## Start Page excerpt
M/S Hasimara
Industries Ltd. Vs. Commissioner of Income Tax West Bengal-IX & Anr [1998]
INSC 308 (13 May 1998)
Sujata
V. Manohar, S. Rajendra Babu Rajendra Babu, J.
ACT:
HEAD NOTE:
This
appeal by special leave under Article 136 of the Constitution of India is
preferred by an assessee under the Income Tax Act against an order made on 29th August, 1986 by the High Court of Calcutta in
Income Tax Reference No. 683 of 1979. The question that fell for consideration
of the High Court is as to deductibility of a sum of Rupees twenty lakhs out of
the assessee's profits as sum was given by way of advance to M/s Saksaria
Cotton Mills Ltd. for modernisation of its plants.
## End Page excerpt
## Start Material provided
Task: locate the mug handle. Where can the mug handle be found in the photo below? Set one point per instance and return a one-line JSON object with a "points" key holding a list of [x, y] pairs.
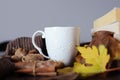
## End Material provided
● **Stated goal 1**
Please translate this sentence from the court judgment into Spanish: "This appeal by special leave under Article 136 of the Constitution of India is preferred by an assessee under the Income Tax Act against an order made on 29th August, 1986 by the High Court of Calcutta in Income Tax Reference No. 683 of 1979."
● **Stated goal 2**
Continue the Hasimara Industries court judgment for a few sentences, starting after its final sentence.

● **Expected output 1**
Este recurso de apelación por permiso especial conforme al artículo 136 de la Constitución de la India es interpuesto por un contribuyente en virtud de la Ley del Impuesto sobre la Renta contra una resolución dictada el 29 de agosto de 1986 por el Tribunal Superior de Calcuta en la Remisión en materia de Impuesto sobre la Renta n.º 683 de 1979.

● **Expected output 2**
When Saksaria
Cotton Mills Limited was in the process of Liquidation the assessee-company
which owned tea estates filed a scheme in those proceedings and entered into a
leave and licence agreement with that company. Originally the agreement was for
a period of three years from 1st April.19*63 to 31st March. 1966 which was
extended by mutual agreement upto 30th June, 1966. Clause 13 which is relevant for
our purpose in the agreement reads as follows:- " In the event of any new
and complete unit or plant and/or machinery and/or reequipment being installed
by the licence at the licensee's own costs within the licensed premises no
depreciation will be paid by the licensee to the licenser in respect there of
and on the expiry of the period of the licence or its earlier determination by
the licensee, the licensee will be entitled to remove and take away at the
licensee's own cost such new plant, machinery and equipment provided that the
licensee will in that event restore the licensed premises to the contention in
which they were at the time of commencement of the license and make good the
damage, if any, caused to the license and make good the damage, if any, caused
to the licensed premises by removal of such new plant, machinery and equipment.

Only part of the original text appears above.